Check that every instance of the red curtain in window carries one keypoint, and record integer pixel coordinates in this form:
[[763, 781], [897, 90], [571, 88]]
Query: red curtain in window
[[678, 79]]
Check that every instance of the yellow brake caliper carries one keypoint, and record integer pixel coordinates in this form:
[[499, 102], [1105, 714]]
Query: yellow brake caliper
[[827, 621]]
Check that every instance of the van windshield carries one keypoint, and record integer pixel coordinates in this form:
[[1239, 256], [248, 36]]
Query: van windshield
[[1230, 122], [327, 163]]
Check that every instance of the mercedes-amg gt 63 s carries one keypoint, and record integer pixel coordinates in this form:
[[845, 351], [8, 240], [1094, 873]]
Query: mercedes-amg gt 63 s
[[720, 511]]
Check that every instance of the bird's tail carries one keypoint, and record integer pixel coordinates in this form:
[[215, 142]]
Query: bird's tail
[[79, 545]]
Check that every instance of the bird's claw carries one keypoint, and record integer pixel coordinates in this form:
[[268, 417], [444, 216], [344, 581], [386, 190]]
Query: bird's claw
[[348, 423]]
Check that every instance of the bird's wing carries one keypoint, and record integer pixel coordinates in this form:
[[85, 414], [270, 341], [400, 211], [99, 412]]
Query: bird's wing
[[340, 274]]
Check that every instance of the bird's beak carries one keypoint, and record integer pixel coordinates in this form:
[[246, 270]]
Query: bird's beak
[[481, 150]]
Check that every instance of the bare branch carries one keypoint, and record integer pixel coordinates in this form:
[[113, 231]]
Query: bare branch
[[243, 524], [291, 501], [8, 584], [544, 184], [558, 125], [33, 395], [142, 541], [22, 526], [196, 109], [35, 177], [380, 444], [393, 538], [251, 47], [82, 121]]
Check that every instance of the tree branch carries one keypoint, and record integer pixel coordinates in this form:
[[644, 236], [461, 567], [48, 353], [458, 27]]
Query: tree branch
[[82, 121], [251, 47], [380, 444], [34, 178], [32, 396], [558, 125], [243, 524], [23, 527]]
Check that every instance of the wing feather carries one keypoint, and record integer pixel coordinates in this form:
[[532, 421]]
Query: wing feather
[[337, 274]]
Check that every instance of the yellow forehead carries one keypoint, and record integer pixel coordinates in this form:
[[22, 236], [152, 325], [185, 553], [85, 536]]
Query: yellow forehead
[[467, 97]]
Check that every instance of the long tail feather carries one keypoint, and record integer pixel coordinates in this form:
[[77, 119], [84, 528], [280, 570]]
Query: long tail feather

□ □ □ □

Stated exercise:
Rewrite the listing above as a numbered list, from the line with "Check that every instance of the yellow brake" to the line with "[[79, 545]]", both of those lines included. Cover only that stretch and leave out any blank lines.

Output of the exercise:
1. Check that every instance of the yellow brake caliper carries one keypoint, and record integer pixel coordinates in this form:
2. [[499, 102], [1105, 714]]
3. Query: yellow brake caliper
4. [[827, 621]]
5. Check that every instance of the van windshield carries one keypoint, and record integer pixel coordinates in this form:
6. [[1239, 256], [248, 36]]
7. Query: van windshield
8. [[1230, 122], [327, 163]]
9. Check that every instance of the mercedes-amg gt 63 s carries one keypoint, and record integer pixel coordinates in this form:
10. [[845, 351], [8, 240], [1094, 873]]
11. Query: mercedes-amg gt 63 s
12. [[720, 511]]
13. Check that every instance of the bird's tail carries one keypoint, and record integer pixel coordinates in this form:
14. [[215, 142]]
15. Query: bird's tail
16. [[79, 545]]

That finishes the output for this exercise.